Produce a character-for-character copy of the data below.
>>>>>
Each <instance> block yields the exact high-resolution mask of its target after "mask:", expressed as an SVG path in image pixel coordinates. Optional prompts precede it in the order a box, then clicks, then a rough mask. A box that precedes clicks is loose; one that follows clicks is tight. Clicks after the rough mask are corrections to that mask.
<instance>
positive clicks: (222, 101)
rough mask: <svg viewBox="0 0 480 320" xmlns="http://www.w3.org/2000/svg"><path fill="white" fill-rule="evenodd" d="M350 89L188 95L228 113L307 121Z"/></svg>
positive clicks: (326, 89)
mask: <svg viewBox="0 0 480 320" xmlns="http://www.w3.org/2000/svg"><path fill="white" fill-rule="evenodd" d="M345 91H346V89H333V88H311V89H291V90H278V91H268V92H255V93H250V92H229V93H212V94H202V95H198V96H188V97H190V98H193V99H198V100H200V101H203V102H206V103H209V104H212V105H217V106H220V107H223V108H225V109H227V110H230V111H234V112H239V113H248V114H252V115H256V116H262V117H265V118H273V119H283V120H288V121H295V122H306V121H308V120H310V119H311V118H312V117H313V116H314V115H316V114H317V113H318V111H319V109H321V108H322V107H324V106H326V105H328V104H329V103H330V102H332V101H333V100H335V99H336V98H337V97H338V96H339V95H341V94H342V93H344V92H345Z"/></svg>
<<<<<
• [ANSWER]:
Each <instance> block yields the exact high-resolution mask of its target after "mask:", expressed as an SVG path in image pixel coordinates. Optional prompts precede it in the order a box, then clicks, then a rough mask. A box that precedes clicks is loose; one that follows clicks is tight. Clicks after the rough mask are corrections to that mask.
<instance>
positive clicks: (222, 101)
rough mask: <svg viewBox="0 0 480 320" xmlns="http://www.w3.org/2000/svg"><path fill="white" fill-rule="evenodd" d="M350 89L188 95L228 113L307 121Z"/></svg>
positive clicks: (326, 89)
mask: <svg viewBox="0 0 480 320" xmlns="http://www.w3.org/2000/svg"><path fill="white" fill-rule="evenodd" d="M345 91H346V89H333V88H311V89H291V90H278V91H268V92H255V93H250V92H229V93H212V94H202V95H198V96H188V97H190V98H193V99H198V100H200V101H203V102H206V103H209V104H212V105H217V106H220V107H223V108H225V109H227V110H230V111H234V112H239V113H248V114H252V115H256V116H262V117H265V118H273V119H283V120H288V121H295V122H306V121H308V120H310V119H311V118H312V117H313V116H314V115H316V114H317V113H318V111H319V109H321V108H322V107H324V106H326V105H328V104H329V103H330V102H332V101H333V100H335V99H336V98H337V97H338V96H339V95H341V94H342V93H344V92H345Z"/></svg>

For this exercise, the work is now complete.